───── DATA FOR THE TASK

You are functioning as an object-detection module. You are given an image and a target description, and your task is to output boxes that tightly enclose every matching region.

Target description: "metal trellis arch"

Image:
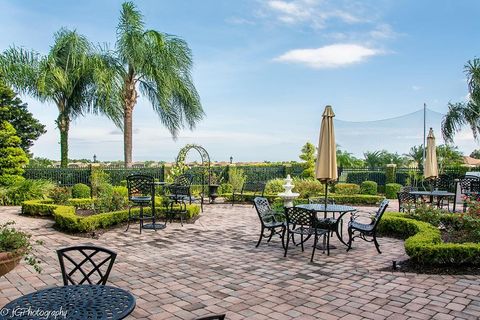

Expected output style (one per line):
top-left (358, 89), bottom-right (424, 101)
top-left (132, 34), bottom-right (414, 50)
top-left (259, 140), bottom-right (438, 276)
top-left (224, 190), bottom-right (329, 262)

top-left (177, 144), bottom-right (211, 194)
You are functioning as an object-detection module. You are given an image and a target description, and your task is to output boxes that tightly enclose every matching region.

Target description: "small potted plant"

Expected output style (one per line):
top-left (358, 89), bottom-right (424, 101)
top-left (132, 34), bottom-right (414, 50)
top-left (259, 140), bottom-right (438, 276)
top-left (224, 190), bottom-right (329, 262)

top-left (0, 221), bottom-right (41, 276)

──────────

Rewrite all of the material above with every "object-detection module" replaced by "detection tool", keeping everything else the same, and leave out the pictures.

SOLUTION FOR THIS TASK:
You are functioning as an detection tool. You are given an image and a target description, and your task is to output boxes that tightly enclose every matching region.

Target description: "metal trellis arch"

Image:

Expected output style (one per line):
top-left (358, 89), bottom-right (424, 101)
top-left (132, 34), bottom-right (414, 50)
top-left (259, 140), bottom-right (438, 276)
top-left (224, 190), bottom-right (329, 262)

top-left (177, 144), bottom-right (211, 194)
You are functioning as an detection tool. You are given an image and a target description, and your task is to output boxes that tightly enclose every matching region.

Target description: "small potted plant"

Expected output style (one per line):
top-left (358, 89), bottom-right (424, 101)
top-left (132, 34), bottom-right (414, 50)
top-left (259, 140), bottom-right (438, 276)
top-left (224, 190), bottom-right (329, 262)

top-left (0, 221), bottom-right (41, 276)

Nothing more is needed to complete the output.